[Stated task 1]
Turn the listing below into a numbered list. Skip blank lines and leave out the pictures.
--- start Excerpt ---
Monday, June 28, 2010

I have less than a week before I travel to Malta for my independent study.

ahh!

Tuesday, June 22, 2010

The world at large

I'm not really up on my futbol - I mean, I went on the FIFA website to see if India was playing (they aren't) but there is one thing that I know about futbol - it has recently brought a lot of the world together. Not everyone is participating in the World Cup, and that's ok. A country's strength does not lay solely in it's ability to produce great athletes, but I do love that so many people are so excited and involved in the World Cup process.
I love that in the wake of the World Cup, there have been camps set up for disadvantaged youth in portions in Africa, and that these children are getting the chance to play soccer, have full meals, and learn about HIV/AIDS. Children are the future, and I'm so incredibly happy to see that people are working to ensure their success.

Shakira's song is pretty catchy, too.

It reminds me of the Commonwealth Games that Delhi was so frantically preparing for. It makes me happy to see people working (if for disillusioned reasons and in strange ways sometimes) towards making their home a better place.


More than crying at the FIFA website for reasons that are a bit unknown, my mind is being blown everyday I work at the museum.
I'm working with artifacts from a certain time period - the Middle Pleistocene period. This is also known as the Ionian Stage, a geological period that was (prepare yourself) roughly about 781-126 thousand years ago.
--- end Excerpt ---
--- start Supplied data ---
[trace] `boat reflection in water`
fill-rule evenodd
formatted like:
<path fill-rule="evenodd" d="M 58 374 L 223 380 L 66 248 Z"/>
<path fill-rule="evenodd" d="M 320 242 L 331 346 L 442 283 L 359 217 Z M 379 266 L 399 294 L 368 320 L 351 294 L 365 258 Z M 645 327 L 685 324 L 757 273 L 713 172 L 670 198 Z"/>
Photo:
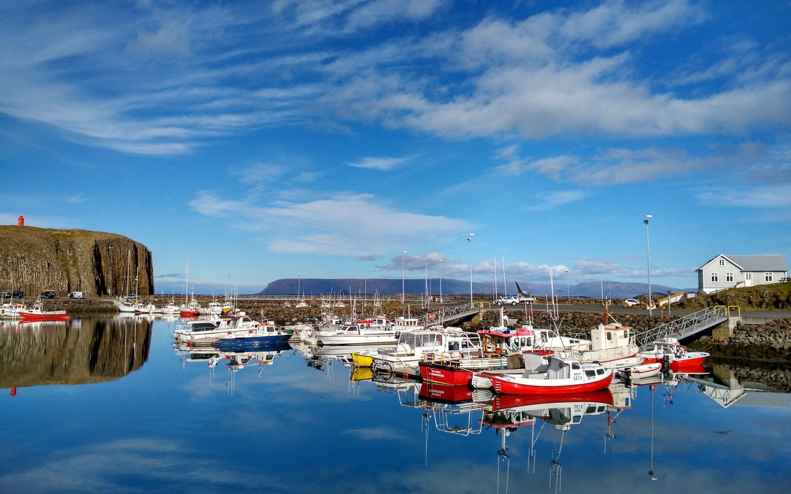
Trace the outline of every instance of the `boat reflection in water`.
--- end Supplied data ---
[Stated task 2]
What other name does the blog post give for the Middle Pleistocene period?

[Task answer 1]
1. [trace] `boat reflection in water`
2. fill-rule evenodd
3. formatted like:
4. <path fill-rule="evenodd" d="M 58 374 L 223 380 L 66 248 Z"/>
5. <path fill-rule="evenodd" d="M 320 242 L 331 346 L 442 283 L 359 217 Z M 379 266 L 399 294 L 368 320 L 351 294 L 365 258 Z M 645 327 L 685 324 L 757 273 L 713 172 L 670 198 Z"/>
6. Photo:
7. Trace the outline of every instance of the `boat reflection in water`.

[Task answer 2]
The Ionian Stage.